- Records from a point annotation dataset
=====
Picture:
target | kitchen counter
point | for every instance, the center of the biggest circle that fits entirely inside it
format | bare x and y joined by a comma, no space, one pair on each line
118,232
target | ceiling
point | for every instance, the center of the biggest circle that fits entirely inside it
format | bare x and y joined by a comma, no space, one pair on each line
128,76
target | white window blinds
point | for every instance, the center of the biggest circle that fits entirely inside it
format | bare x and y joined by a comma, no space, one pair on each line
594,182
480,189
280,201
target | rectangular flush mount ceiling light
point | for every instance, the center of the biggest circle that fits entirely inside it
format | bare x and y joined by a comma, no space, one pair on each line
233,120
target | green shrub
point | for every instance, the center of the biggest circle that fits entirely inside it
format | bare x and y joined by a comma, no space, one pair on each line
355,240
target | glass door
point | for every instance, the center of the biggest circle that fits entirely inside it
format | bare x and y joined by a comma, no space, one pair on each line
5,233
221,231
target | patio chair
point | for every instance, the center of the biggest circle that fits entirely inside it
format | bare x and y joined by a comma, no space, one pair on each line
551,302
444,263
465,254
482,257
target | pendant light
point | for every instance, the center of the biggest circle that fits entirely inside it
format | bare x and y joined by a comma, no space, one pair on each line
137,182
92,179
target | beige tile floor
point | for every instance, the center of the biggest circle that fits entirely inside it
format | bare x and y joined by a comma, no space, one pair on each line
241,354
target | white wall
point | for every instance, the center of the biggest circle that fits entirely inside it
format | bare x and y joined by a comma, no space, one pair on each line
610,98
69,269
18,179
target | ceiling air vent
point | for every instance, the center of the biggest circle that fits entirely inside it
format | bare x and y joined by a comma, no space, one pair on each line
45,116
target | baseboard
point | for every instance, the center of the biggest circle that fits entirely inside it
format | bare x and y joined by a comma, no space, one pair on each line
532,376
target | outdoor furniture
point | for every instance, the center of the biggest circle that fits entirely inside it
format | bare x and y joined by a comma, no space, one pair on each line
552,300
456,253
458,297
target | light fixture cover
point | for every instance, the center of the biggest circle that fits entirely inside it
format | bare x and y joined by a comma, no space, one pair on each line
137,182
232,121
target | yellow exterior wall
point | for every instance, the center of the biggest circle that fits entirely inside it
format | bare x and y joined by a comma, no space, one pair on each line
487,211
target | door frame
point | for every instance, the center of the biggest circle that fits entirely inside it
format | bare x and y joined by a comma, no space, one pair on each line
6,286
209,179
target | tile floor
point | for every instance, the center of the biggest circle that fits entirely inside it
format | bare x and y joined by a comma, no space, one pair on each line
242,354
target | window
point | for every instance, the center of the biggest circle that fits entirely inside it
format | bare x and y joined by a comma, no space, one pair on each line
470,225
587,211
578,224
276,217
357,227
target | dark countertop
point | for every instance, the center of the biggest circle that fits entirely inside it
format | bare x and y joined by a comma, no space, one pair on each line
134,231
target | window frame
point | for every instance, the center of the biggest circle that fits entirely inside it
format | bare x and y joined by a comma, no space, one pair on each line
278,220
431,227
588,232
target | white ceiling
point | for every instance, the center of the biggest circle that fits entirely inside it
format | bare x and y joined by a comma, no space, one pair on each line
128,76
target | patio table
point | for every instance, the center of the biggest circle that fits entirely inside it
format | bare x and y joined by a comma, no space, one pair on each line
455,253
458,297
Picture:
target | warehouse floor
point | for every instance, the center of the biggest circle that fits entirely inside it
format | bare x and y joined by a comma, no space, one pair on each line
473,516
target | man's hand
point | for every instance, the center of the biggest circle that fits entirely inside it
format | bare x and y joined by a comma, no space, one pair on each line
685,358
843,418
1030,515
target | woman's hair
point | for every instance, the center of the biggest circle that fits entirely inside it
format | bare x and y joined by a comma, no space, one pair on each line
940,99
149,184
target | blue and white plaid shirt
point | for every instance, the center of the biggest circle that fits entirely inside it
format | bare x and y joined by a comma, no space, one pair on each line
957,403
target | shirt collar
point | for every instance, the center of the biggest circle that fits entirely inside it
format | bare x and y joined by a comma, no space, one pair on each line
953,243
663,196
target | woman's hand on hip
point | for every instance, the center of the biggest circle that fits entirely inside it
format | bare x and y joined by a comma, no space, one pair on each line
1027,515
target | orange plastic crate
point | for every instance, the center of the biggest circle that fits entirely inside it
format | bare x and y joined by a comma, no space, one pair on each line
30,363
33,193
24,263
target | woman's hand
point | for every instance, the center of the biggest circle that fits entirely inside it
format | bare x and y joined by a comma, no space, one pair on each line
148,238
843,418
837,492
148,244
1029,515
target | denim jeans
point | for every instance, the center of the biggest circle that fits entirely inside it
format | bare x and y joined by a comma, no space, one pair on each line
=====
- Exercise requirements
Render the lines from the one containing "target | woman's hair" through the end of the records as a numbered list, skipping any blank lines.

- Worked answer
1. target | woman's hair
2. point | for every instance, the center of the biggest circle that fits entirely inside it
3. format | bare x and y joined by a comma, no space, one pair on each line
4. 940,99
5. 149,184
6. target | blue and white plaid shirt
7. point | for every instance, the center of the biggest circle that fits entirely inside it
8. format | bare x and y joined by a comma, no space, one pair on each line
9. 957,403
10. target | shirt collar
11. point | for every instance, the center of the biggest circle that fits entirely inside it
12. format | bare x and y joined by a comma, no space, one pair on each line
13. 953,243
14. 663,196
15. target | woman's hand on hip
16. point | for every instance, the center of the biggest circle that fits entirely inside it
17. format | bare x and y joined by a comma, no space, one pair on each line
18. 1027,515
19. target | orange plastic crate
20. point | for every instance, the center of the biggest circle that fits entirely inside it
21. format | bare x and y joined by a comma, no space, one pair on each line
22. 30,363
23. 33,193
24. 24,263
25. target | woman's hand
26. point | for every instance, the center of the biggest circle that fits entirely inside it
27. format | bare x and y joined by a comma, no space, one pair on each line
28. 148,238
29. 843,418
30. 837,492
31. 148,244
32. 1029,515
33. target | denim jeans
34. point | for every instance, the center of the biggest circle that fits entirely inside it
35. format | bare x and y joined by a comma, no space, one pair on each line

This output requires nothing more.